[Task instructions]: A copy is needed of each line in the records that has the word "Provide".

--------

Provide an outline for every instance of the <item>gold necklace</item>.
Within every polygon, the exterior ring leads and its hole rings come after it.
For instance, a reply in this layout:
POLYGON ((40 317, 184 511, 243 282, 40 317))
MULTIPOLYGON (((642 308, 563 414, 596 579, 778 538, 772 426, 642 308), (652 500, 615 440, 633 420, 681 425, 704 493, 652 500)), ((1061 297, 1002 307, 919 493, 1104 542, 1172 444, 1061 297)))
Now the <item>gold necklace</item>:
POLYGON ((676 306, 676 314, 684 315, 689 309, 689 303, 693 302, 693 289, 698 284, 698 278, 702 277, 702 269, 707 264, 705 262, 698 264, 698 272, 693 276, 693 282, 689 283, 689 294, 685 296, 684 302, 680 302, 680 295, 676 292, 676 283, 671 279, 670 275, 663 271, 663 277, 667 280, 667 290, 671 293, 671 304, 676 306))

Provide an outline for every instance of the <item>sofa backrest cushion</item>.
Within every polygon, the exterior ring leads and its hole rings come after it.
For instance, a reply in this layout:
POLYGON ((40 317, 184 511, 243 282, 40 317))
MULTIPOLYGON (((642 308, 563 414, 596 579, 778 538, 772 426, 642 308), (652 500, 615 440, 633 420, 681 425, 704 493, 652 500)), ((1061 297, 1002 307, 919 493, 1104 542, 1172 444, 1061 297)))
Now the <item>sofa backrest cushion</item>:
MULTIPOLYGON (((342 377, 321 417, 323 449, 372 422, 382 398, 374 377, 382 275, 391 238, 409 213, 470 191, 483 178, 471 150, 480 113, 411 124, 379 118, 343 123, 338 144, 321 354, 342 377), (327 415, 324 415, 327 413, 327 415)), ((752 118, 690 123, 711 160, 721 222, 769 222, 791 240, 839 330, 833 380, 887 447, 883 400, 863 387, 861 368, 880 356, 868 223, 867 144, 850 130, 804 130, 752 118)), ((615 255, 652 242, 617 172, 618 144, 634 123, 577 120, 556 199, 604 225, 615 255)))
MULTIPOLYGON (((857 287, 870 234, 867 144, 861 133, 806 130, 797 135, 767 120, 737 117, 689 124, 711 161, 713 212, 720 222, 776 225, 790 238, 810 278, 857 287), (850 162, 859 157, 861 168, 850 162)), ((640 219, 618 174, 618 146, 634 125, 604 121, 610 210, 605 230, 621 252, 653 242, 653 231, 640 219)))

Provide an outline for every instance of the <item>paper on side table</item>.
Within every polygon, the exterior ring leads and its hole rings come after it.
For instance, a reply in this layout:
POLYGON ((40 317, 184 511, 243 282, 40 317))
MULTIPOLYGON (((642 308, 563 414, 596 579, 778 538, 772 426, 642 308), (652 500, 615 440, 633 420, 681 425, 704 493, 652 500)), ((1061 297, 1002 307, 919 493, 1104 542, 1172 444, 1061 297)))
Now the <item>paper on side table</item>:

--------

[Answer space]:
Provide an outline for every instance of the <item>gold necklace</item>.
Provide an outline for every instance of the <item>sofa backrest cushion</item>.
Provide an outline for every instance of the <item>paper on side table</item>.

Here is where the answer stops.